(Natural-language object grounding data)
---*---

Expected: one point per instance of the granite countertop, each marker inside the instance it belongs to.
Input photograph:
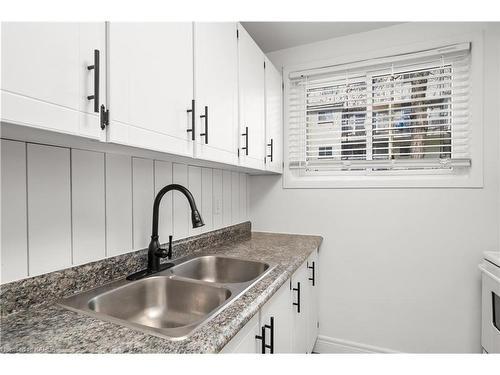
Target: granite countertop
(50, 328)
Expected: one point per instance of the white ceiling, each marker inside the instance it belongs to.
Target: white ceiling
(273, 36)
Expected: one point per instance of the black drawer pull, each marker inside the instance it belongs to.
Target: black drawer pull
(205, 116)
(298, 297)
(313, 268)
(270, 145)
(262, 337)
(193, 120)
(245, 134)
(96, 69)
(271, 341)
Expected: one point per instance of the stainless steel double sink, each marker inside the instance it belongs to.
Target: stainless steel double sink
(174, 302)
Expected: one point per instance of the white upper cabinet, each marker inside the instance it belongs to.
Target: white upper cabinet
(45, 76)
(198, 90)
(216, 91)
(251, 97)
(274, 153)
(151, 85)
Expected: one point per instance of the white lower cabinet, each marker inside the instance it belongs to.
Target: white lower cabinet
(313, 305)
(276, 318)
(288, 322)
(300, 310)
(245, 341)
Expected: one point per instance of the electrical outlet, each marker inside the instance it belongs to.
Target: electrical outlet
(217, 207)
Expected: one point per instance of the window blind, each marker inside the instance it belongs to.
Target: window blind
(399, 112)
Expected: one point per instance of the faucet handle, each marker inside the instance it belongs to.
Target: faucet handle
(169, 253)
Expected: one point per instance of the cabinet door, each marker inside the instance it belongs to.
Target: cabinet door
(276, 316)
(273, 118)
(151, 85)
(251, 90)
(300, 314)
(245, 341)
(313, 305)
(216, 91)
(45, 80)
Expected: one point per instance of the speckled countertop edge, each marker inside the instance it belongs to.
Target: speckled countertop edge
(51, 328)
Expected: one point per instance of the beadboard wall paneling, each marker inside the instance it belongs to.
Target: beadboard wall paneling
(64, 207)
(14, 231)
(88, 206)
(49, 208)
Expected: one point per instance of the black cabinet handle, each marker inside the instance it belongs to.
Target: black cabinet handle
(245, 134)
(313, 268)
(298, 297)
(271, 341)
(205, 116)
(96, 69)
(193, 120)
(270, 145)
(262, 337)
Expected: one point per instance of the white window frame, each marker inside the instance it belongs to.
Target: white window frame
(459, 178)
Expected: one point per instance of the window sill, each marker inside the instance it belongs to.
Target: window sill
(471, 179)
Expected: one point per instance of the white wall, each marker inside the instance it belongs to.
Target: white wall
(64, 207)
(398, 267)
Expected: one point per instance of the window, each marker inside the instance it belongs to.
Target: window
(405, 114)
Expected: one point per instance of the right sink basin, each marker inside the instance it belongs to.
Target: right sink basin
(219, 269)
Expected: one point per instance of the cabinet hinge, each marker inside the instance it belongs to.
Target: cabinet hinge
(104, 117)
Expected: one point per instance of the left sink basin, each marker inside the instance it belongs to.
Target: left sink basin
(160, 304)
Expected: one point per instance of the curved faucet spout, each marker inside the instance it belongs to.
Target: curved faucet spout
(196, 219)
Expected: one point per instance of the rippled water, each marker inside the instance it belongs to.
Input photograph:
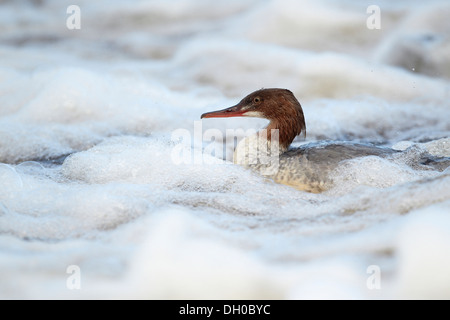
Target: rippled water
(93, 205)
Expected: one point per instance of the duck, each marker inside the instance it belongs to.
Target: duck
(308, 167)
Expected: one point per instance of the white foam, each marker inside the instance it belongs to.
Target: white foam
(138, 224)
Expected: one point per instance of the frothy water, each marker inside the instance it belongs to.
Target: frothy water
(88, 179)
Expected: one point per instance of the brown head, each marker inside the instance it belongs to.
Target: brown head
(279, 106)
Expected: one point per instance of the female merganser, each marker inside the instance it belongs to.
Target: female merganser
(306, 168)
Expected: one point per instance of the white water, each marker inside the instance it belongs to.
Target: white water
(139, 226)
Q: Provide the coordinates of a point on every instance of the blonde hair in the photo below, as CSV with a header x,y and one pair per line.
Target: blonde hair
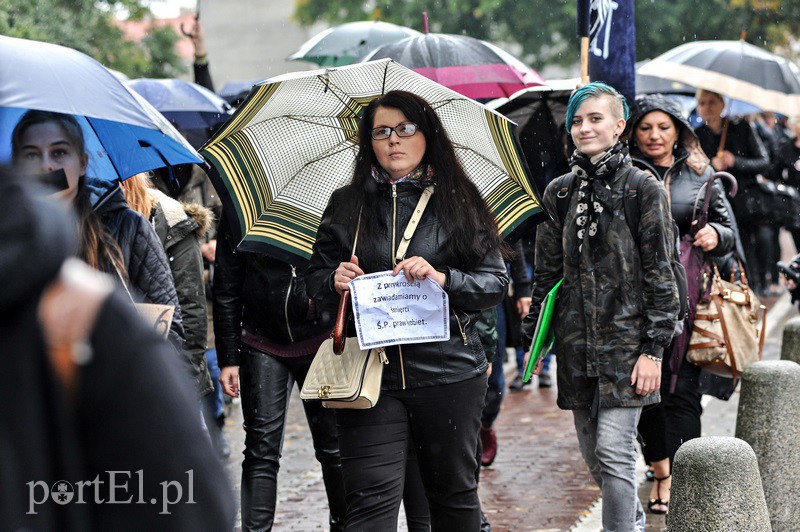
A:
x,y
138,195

---*---

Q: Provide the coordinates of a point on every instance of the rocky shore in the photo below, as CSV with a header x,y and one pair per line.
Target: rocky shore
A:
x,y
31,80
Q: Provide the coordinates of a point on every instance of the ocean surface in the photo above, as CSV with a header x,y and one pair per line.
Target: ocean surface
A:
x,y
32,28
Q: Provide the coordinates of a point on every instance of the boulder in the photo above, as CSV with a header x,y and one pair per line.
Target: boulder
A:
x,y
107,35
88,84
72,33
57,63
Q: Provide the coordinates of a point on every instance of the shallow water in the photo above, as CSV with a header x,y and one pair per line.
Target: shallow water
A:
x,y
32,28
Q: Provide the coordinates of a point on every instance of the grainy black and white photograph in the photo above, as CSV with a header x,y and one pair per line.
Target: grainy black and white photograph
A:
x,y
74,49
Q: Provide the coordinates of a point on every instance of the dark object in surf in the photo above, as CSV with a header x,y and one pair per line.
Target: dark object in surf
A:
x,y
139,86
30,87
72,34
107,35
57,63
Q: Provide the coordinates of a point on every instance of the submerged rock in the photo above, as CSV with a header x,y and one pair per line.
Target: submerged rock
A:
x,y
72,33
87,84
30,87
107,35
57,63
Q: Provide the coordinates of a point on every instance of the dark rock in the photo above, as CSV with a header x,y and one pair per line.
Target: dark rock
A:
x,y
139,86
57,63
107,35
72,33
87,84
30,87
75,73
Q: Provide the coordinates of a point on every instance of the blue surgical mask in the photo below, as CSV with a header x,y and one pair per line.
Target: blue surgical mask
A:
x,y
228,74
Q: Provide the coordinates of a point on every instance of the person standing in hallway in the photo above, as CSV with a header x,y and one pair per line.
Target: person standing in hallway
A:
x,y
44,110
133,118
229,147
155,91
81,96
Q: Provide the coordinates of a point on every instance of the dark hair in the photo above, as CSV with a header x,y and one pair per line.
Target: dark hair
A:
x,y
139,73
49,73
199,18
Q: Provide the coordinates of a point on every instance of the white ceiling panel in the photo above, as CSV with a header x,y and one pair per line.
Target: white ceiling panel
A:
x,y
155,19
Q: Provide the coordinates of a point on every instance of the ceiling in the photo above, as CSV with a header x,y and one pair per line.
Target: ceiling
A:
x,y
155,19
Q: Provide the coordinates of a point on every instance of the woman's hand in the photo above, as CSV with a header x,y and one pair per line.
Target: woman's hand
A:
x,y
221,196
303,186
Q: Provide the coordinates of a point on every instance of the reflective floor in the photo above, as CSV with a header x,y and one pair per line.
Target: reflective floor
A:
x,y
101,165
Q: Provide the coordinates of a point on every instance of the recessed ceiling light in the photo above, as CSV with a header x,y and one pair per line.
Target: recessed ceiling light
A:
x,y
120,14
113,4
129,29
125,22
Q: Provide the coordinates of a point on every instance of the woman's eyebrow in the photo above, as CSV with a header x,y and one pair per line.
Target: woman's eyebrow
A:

---*---

ASSIGNMENT
Find every line in the records that has the word "surface". Copy those lines.

TASK SOLUTION
Q: Provide the coordinates of a point on every instance of the ocean surface in the photo above, as CSV with a header x,y and one pair per line.
Target: ocean surface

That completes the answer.